== Исходный текст ==

▼

В течение столетий человечество бьется над разрешением
метафизических вопросов. Что такое философия, искусство, религия, как не
различные способы ведения этой постоянной, непрекращающейся борьбы, которая
отличает человека от всех прочих существ и которая создала человеческую
цивилизацию? Сегодня мы живем в мире, пытающемся найти свое обоснование в
«оттеснении», забвении метафизических вопросов; но сам этот подход носит
метафизический характер и потому способен, в свою очередь, укреплять или подрывать
основы цивилизации.
Впрочем, как бы ни пытался человек закрыть глаза на
неумолимые метафизические вопросы и забыть о них, с каким бы насмешливым
презрением ни старался к ним относиться — во имя мифологизированной
«науки», способной если не сегодня, то во всяком случае завтра «объяснить
все»,— эти вопросы по-прежнему будут подстерегать человека на том или ином
«повороте дороги». Какая-нибудь нелепая случайность — автомобильная
катастрофа, рак, сердечный приступ,— и вот уже броня самодовольства пробита, и
человек предстает во всей своей беззащитной наготе. Внезапно разверзается перед
ним пропасть оставшихся без ответа вопросов, обнажая не столько несовершенства
человеческого интеллекта, сколько ужасающие провалы нашего экзистенциального
бытия.

▲

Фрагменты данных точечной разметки
▼

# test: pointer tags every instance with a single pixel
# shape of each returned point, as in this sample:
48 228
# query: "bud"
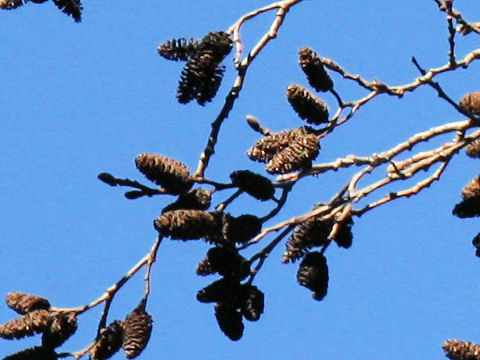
195 199
313 68
35 353
252 303
23 303
471 102
313 274
29 324
253 184
61 327
230 321
178 49
461 350
108 342
187 224
137 329
309 107
166 172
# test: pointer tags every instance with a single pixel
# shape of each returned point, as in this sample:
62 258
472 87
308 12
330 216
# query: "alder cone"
187 224
178 49
253 303
473 149
108 342
313 274
471 102
137 329
23 303
61 327
229 320
195 199
461 350
166 172
253 184
308 107
27 325
35 353
313 68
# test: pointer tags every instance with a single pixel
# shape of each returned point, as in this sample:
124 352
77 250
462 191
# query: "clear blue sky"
80 99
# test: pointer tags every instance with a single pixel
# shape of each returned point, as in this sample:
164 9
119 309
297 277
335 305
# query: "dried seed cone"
32 323
23 303
108 342
61 327
472 189
228 263
230 321
35 353
253 303
306 235
226 291
178 49
314 70
313 274
187 224
266 148
253 184
166 172
473 149
195 199
471 102
461 350
137 329
309 107
10 4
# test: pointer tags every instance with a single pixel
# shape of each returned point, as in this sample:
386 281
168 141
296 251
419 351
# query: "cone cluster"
286 151
253 184
313 274
308 107
202 75
461 350
169 173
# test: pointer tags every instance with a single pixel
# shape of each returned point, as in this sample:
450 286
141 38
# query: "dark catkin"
310 233
188 224
72 8
195 199
471 102
313 274
461 350
178 49
308 107
473 149
252 303
166 172
29 324
35 353
229 320
23 303
10 4
228 263
240 229
137 329
313 68
109 341
225 291
61 327
253 184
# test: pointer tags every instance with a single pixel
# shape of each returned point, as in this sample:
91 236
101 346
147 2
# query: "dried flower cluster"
202 75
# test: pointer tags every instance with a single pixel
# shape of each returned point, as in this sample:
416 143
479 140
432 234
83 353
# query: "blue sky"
80 99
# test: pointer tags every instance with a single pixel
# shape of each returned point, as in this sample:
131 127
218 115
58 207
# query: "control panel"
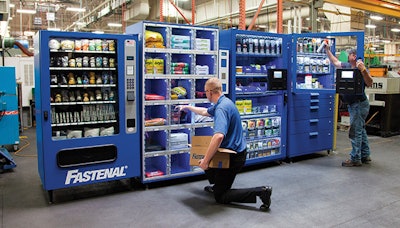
130 87
349 81
224 70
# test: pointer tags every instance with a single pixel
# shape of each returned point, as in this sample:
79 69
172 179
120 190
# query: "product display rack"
312 97
263 110
176 63
86 90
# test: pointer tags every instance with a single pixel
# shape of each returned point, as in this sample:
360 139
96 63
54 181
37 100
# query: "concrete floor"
312 191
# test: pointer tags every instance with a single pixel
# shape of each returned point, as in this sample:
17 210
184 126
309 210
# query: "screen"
347 74
277 74
223 63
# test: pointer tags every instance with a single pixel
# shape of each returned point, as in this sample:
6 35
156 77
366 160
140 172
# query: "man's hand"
360 65
203 165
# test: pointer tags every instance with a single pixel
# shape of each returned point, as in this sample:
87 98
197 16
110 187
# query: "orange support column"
161 10
242 14
279 20
256 15
193 11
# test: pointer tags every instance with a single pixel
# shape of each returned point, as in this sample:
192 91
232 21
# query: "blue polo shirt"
227 121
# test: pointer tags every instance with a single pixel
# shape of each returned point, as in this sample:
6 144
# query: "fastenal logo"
74 176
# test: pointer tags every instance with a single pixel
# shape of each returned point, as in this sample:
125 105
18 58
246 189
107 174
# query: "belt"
358 100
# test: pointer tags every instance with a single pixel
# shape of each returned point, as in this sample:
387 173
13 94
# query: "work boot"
209 189
366 160
265 196
350 163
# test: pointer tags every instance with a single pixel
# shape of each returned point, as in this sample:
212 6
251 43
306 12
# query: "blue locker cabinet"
263 110
86 107
312 97
9 123
176 62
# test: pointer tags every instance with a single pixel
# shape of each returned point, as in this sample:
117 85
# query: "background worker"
358 107
228 133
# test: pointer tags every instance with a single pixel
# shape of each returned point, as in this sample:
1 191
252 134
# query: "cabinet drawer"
302 144
311 112
311 125
308 96
313 102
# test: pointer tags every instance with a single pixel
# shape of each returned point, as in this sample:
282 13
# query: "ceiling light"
25 11
74 9
114 24
54 29
374 17
79 23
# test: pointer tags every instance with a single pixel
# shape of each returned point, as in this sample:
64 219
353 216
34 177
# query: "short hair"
352 51
214 84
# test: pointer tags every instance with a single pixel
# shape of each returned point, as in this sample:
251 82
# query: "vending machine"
88 123
313 90
258 70
176 61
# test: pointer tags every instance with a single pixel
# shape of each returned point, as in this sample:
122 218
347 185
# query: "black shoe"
209 189
350 163
366 160
265 196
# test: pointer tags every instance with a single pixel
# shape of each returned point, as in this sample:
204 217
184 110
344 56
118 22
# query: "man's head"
352 55
213 89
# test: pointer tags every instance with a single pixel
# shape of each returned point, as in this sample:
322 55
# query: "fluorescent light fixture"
79 23
74 9
29 33
25 11
54 29
375 17
114 24
388 6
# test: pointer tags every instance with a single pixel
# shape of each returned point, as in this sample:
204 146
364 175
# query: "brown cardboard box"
199 148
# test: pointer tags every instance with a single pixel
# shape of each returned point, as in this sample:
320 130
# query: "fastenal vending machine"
311 107
86 108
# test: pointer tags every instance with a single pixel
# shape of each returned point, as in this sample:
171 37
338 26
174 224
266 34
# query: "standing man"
358 107
228 133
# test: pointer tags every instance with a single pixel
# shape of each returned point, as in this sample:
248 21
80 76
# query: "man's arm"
335 61
198 110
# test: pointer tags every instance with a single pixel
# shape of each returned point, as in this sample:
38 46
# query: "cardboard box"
199 149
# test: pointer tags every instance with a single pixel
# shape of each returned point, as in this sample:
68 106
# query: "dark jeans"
222 179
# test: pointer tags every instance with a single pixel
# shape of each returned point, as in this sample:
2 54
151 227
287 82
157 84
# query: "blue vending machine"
9 124
176 61
88 123
312 90
257 70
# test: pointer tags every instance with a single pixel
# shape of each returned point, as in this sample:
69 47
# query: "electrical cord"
27 143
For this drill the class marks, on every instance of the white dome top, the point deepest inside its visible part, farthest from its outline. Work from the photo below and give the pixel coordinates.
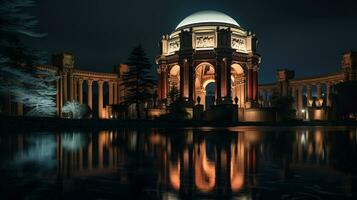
(207, 16)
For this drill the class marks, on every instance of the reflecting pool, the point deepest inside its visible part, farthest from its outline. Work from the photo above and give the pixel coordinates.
(206, 163)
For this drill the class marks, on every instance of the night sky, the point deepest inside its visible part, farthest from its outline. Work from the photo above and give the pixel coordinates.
(304, 35)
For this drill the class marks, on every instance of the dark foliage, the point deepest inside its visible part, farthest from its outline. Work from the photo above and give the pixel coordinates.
(346, 98)
(283, 107)
(138, 82)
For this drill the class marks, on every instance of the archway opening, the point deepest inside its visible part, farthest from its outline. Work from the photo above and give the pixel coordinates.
(204, 75)
(210, 95)
(238, 84)
(174, 84)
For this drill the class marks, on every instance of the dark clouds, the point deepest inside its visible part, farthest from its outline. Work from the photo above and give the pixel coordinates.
(308, 36)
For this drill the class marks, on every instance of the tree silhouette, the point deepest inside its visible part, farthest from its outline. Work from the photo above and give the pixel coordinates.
(17, 77)
(138, 81)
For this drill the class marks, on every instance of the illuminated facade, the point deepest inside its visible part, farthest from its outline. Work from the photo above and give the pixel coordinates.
(206, 47)
(312, 95)
(73, 83)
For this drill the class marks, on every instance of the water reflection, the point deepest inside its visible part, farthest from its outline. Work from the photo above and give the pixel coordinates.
(276, 163)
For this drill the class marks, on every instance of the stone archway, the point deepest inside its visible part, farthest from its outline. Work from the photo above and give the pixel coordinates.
(204, 74)
(238, 84)
(173, 83)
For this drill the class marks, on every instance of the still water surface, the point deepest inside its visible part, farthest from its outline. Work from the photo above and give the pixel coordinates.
(208, 163)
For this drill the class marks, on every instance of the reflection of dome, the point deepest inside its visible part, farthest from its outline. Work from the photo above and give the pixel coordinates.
(207, 17)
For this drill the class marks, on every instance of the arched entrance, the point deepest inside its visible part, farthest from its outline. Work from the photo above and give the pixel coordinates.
(238, 84)
(204, 75)
(174, 84)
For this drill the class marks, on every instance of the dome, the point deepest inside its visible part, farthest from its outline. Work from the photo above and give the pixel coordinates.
(205, 17)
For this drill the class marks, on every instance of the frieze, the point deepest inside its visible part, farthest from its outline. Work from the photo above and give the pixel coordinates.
(205, 41)
(238, 43)
(174, 45)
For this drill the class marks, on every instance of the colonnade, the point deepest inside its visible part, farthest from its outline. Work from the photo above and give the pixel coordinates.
(70, 87)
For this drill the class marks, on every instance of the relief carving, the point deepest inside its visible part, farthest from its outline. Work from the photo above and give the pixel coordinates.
(204, 41)
(238, 43)
(174, 45)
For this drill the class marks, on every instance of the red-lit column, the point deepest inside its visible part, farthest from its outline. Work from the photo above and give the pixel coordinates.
(255, 84)
(159, 83)
(191, 78)
(228, 80)
(218, 77)
(164, 82)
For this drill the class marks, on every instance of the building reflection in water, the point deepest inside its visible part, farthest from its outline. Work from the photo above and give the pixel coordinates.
(187, 162)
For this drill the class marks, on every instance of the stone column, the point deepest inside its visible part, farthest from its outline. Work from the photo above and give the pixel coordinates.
(309, 95)
(115, 93)
(58, 96)
(65, 87)
(319, 90)
(185, 80)
(71, 88)
(120, 92)
(80, 90)
(300, 98)
(218, 78)
(159, 83)
(226, 84)
(255, 84)
(328, 88)
(110, 89)
(100, 98)
(20, 109)
(164, 85)
(294, 96)
(191, 82)
(250, 83)
(90, 93)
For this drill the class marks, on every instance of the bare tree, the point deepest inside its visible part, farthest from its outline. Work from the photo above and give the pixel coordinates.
(18, 78)
(74, 109)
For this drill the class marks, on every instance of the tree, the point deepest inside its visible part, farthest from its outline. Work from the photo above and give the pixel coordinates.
(138, 81)
(31, 87)
(74, 109)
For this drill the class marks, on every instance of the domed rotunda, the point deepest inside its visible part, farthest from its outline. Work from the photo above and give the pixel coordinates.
(209, 47)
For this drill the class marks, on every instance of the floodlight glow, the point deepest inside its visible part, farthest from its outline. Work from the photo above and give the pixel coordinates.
(207, 16)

▲

== Короткое задание ==
Продолжите, пожалуйста, текст о метафизических вопросах, начав сразу после его последнего предложения.

== Результат задания ==
В такие мгновения метафизического пробуждения суть всех
вопросов сосредоточивается для нас в одном резко запечатленном в сознании
слове, таком привычном и вместе с тем остающемся вечной загадкой: Бог. Кто и
где впервые заговорил о Нем? Что такое Бог — плод человеческой фантазии?
Понятие, вызванное к жизни потребностью рассудка? Или же некая реальность, хотя
и скрытая от нашего взора, подобно тому как поэт скрыто присутствует в словах
поэмы или художник — в живописном полотне? Существует Он, в конце концов, или
нет? Является ли Он причиной и конечной целью бытия этого мира? Носит ли
человек в себе частицу Божественного, нечто такое, что способно преодолеть
пространство, время, разрушение и смерть?
Проблема Бога
Задаваясь вопросом о том, как люди впервые начали говорить
о Боге и каким образом вошла в их жизнь эта проблема, мы можем выделить среди
множества других существенных моментов три наиболее важных ее истока.
Религиозное чувство
Первая отправная точка в этом вопросе — свойственная
человеку потребность в религиозном. […] Трудно сказать, лежит ли эта
потребность подчинения высшей силе в основе наиболее ранних религиозных
представлений, но несомненно, что даже в наше время подобный уровень
религиозности встречается довольно часто. Речь идет о комплексе антропоцентристских
верований, призванных изгнать людские страхи, воодушевить и укрепить
человека — бессильную жертву собственной слабости. Религия этого типа
предлагает верующим культ как систему жестко заданных норм, гарантирующих
своего рода отношения собственности с Божественным. С другой стороны, им
навязывается мораль — некий код, состоящий из системы запретов и
предписаний, указывающих на угодный либо неугодный Божеству образ действий и
мыслей.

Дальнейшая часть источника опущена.